### Documentgedeelte
╔══
Tot slot is met het pakket Belastingplan 2024 een fiscaal pakket gericht op de glastuinbouw geïmplementeerd, bestaande uit afschaffing van het verlaagd energiebelastingtarief, het beperken van de inputvrijstelling voor gebruik van aardgas bij elektriciteitsopwekking en de introductie van een aparte CO2-heffing glastuinbouw. Dit fiscaal pakket moet borgen dat de broeikasgasemissies van de glastuinbouw maximaal 4,3 Mton in 2030 bedragen (de budgettaire opbrengst is 358 mln. struc.). In 2021 lagen de broeikasgasemissies nog op 7,94 Mton.
Hoewel het kabinet in de afgelopen twee Belastingplannen een aantal belangrijke stappen heeft gezet, blijkt uit een analyse van het Bouwstenenrapport voor een beter en eenvoudiger belastingstelsel (2024) dat het werk nog niet af is. Zo heeft bijvoorbeeld de voorgenomen introductie van Betalen naar Gebruik in de autobelastingen nog geen doorgang gevonden (beoogde CO2-reductie was 2,5 Mton) en is aanvullend beprijzingsbeleid in de mobiliteitssector nodig om de benodigde ingroei van emissievrije auto’s te versnellen.
Daarnaast worden de broeikasgasemissies nog niet of niet in voldoende mate in alle sectoren beprijsd – zoals de landbouwsector – om de afgesproken klimaatdoelen te borgen. In het Bouwstenenrapport voor een beter en eenvoudiger belastingstelsel (2024) is daarom geadviseerd om nader onderzoek te doen naar de meest effectieve beprijzingshoogte voor de verschillende sectoren om de klimaatdoelen te borgen en om het beprijzingsinstrumentarium hierop aan te passen. Daarnaast is geadviseerd om de nationale CO2-beprijzing naast 2030 ook richting 2040 vorm te gaan geven en te bezien hoe de nationale CO2-beprijzing beter kan aansluiten op het Europese emissiehandelssysteem.
Tot dusver is het nationale beprijzingsbeleid vooral gericht op de periode tot 2030. Met deze aanbevelingen biedt het Bouwstenenrapport – samen met eerder verschenen rapporten zoals het IBO Klimaat – belangrijke aangrijpingspunten voor de noodzakelijke verdere vergroening van ons belastingstelsel.
Vraag 21
In 2021 hebben 135 landen een akkoord bereikt over een wereldwijde minimumbelasting (implementatie van Pijler 2). Kunt u een actueel overzicht verstrekken van de landen die deze richtlijn inmiddels in wetgeving hebben geïmplementeerd?
Antwoord vraag 21
In 2021 is een internationaal akkoord bereikt over een wereldwijde minimumbelasting («Pijler 2»). Deze regels zijn het resultaat van meerjarige en intensieve onderhandelingen in het Inclusive Framework, georganiseerd door de OESO. Dit is historisch een belangrijke gebeurtenis omdat meer dan 135 landen dit akkoord onderschrijven. Het doel van deze Pijler 2-regels is tweeledig: het tegengaan van belastingontwijking door internationale bedrijven en het uitbannen van schadelijke belastingconcurrentie tussen landen.
╚══
### Oefengegevens
╔══
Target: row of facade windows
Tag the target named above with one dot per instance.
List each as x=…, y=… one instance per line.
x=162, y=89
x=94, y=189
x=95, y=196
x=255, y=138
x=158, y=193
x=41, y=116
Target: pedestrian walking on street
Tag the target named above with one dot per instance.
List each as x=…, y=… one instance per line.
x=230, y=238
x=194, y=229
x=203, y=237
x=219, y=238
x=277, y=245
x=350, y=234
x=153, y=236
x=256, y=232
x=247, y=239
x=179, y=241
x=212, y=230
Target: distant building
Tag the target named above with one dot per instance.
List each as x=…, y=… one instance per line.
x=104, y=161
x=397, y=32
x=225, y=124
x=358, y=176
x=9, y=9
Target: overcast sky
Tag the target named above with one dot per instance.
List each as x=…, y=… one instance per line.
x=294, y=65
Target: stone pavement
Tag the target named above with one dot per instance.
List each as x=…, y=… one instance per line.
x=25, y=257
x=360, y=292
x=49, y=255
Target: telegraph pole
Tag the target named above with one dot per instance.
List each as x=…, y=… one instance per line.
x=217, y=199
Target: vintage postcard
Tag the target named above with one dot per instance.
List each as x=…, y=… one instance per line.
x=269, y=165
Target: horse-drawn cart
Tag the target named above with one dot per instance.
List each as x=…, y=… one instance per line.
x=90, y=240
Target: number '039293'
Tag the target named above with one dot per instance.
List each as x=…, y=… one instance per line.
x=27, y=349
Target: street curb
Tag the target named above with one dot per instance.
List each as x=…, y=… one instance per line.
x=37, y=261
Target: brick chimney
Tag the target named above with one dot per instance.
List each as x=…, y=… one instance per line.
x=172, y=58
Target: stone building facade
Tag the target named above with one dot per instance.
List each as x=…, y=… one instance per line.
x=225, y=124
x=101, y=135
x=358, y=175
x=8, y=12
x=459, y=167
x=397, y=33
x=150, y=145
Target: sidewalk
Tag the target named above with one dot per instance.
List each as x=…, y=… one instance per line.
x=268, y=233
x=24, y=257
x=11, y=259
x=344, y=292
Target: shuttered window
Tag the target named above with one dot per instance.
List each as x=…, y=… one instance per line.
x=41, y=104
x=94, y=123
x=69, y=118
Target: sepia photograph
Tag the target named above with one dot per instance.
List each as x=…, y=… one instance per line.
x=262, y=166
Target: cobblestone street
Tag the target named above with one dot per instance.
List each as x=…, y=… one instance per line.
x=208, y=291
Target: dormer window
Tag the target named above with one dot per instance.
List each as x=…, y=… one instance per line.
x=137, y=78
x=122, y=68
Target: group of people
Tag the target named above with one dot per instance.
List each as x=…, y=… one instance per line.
╚══
### Opdrachtdetails
Schrijf het volgende stuk van de tekst over het belastingstelsel, aansluitend op de laatste zin. De items komen uit een andere bron dan de tekst.

### Het antwoord
De Europese Commissie heeft een richtlijn voorgesteld om deze minimumbelasting in de EU te implementeren («Pijler 2-richtlijn»). Op 15 december 2022 hebben de EU-lidstaten unaniem een akkoord bereikt over dit voorstel. Deze richtlijn is gebaseerd op de OESO-modelregels over de minimumbelasting en komt daarmee (in hoofdzaak) overeen. De EU Pijler 2-richtlijn moest op 31 december 2023 in nationale wetgeving zijn omgezet.
Om aan deze verplichting te voldoen heeft Nederland een geheel nieuwe belastingwet opgesteld, de Wet minimumbelasting 2024. Vanaf 2024 kent Nederland daarom een nieuwe minimumbelasting, die groepen entiteiten met een (wereldwijde) jaaromzet van ten minste € 750 miljoen dienen te betalen als het effectieve belastingtarief in een staat lager is dan 15%. Het kan dan gaan om multinationale groepen maar ook om groepen die geheel in Nederland zijn gevestigd.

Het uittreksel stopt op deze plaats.